■ **Brief**
Transcribe the tail of the listing: start at the line containing "Place one pin on each instance of the teal-toned" and stop after the last line, keeping every character as is and adding nothing.

■ **Stored data**

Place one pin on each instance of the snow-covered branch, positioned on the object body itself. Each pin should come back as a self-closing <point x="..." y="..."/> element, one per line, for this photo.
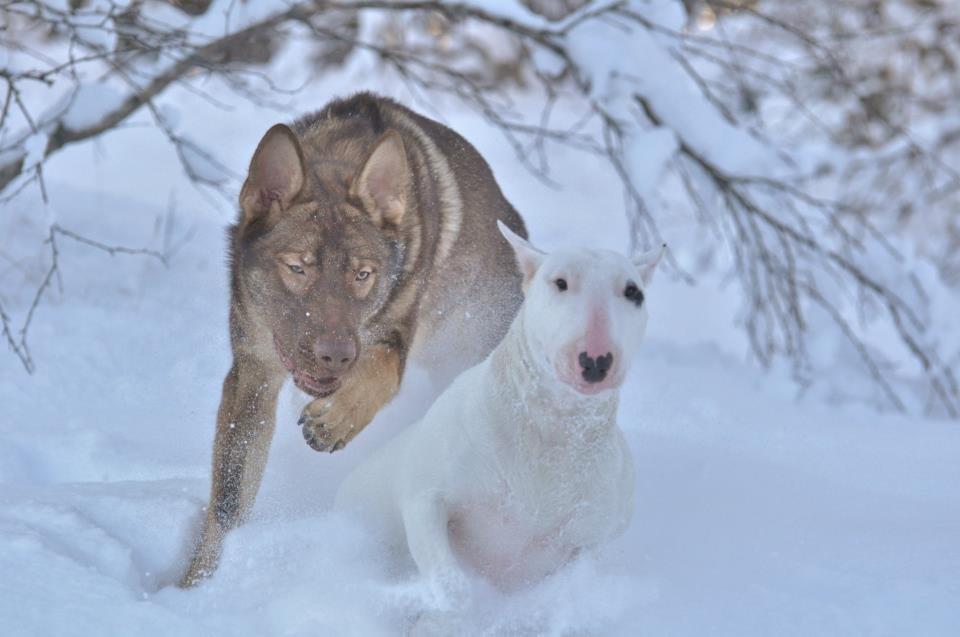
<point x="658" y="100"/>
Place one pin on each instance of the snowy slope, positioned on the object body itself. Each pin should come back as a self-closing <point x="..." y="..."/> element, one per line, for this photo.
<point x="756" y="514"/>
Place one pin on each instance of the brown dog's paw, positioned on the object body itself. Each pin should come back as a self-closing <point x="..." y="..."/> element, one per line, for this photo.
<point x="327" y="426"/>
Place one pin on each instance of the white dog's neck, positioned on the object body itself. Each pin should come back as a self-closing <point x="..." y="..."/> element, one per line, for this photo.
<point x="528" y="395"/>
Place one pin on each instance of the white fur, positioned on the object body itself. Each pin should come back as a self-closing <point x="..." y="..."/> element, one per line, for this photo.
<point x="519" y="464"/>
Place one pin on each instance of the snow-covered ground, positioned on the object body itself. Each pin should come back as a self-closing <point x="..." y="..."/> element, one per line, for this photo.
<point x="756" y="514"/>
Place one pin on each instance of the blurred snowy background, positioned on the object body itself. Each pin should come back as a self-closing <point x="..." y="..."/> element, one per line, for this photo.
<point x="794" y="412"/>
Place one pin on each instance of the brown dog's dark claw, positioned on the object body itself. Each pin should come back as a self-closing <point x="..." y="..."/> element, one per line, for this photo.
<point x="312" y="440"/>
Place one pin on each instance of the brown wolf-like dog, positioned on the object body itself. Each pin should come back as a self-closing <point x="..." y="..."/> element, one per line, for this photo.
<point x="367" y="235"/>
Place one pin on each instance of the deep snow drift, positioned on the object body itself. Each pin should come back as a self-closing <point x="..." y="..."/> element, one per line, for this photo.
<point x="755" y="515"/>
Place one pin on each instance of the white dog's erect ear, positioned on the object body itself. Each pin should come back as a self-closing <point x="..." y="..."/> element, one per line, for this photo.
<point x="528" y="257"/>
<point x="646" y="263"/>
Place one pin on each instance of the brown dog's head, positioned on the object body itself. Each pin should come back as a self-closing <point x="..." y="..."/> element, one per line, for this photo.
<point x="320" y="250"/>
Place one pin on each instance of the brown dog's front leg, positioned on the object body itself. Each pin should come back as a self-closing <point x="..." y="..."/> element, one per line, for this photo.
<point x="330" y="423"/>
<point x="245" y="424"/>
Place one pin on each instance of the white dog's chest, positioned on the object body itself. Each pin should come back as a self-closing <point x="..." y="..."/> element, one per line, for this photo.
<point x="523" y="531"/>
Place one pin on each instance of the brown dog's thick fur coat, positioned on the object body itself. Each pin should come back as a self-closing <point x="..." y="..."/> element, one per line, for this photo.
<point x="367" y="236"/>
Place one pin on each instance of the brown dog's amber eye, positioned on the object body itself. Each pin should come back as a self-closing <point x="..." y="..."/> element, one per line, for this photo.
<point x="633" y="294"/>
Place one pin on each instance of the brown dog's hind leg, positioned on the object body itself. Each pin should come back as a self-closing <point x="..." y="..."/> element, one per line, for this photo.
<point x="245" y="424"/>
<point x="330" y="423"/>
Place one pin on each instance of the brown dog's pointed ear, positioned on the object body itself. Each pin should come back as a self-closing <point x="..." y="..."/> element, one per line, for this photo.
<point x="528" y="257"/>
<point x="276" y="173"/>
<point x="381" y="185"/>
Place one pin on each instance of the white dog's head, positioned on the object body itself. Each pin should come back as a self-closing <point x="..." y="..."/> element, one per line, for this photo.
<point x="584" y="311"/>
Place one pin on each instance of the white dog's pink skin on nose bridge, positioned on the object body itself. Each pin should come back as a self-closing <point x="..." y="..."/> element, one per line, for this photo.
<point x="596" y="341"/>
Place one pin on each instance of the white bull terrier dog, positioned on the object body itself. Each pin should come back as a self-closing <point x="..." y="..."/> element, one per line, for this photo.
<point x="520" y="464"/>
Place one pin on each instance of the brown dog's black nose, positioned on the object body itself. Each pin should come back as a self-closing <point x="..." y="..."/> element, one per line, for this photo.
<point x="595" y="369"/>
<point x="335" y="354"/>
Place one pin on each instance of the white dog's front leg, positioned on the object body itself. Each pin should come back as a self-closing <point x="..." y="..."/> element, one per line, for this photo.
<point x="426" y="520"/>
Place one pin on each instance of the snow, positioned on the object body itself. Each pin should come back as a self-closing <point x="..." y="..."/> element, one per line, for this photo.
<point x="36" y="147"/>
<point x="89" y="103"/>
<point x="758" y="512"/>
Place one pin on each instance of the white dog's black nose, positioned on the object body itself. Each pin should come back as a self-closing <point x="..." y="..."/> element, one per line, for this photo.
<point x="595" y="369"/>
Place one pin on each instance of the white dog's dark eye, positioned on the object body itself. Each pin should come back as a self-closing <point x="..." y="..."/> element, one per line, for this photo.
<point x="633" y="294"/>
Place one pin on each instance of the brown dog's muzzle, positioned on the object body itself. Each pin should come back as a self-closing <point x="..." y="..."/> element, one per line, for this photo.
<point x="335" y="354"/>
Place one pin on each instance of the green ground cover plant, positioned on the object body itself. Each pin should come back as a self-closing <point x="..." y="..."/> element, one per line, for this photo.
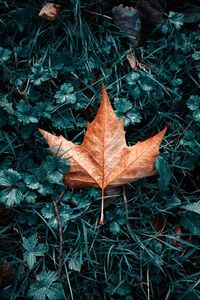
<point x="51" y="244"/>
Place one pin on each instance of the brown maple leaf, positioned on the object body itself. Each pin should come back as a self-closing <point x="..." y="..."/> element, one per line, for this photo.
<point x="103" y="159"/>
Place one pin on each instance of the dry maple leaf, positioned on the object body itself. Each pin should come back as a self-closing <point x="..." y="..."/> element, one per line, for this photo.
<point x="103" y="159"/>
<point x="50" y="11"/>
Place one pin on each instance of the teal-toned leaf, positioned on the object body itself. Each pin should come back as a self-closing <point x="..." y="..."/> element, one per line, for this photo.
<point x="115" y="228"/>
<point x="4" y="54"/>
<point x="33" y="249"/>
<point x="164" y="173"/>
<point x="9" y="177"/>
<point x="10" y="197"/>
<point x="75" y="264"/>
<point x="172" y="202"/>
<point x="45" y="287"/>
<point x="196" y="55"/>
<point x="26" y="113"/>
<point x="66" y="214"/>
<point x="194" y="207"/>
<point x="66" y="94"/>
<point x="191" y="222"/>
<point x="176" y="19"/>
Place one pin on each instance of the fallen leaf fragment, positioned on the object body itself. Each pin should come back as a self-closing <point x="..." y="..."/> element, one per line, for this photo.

■ **Solution below**
Place one pin on each instance of the teal-toned leaf, positioned on the object body itself. Each pin should come back as a self-closing <point x="..." y="..."/> element, one per line, for this photo.
<point x="115" y="228"/>
<point x="4" y="54"/>
<point x="33" y="249"/>
<point x="164" y="173"/>
<point x="9" y="177"/>
<point x="10" y="197"/>
<point x="75" y="264"/>
<point x="172" y="202"/>
<point x="45" y="287"/>
<point x="196" y="55"/>
<point x="26" y="113"/>
<point x="66" y="214"/>
<point x="194" y="207"/>
<point x="66" y="94"/>
<point x="191" y="222"/>
<point x="176" y="19"/>
Place one pin on each instance of the fallen leaf fragment, positioned on the object body itself. Each pin should come back as a self-closing <point x="..." y="..."/> element, one per line, for this photo.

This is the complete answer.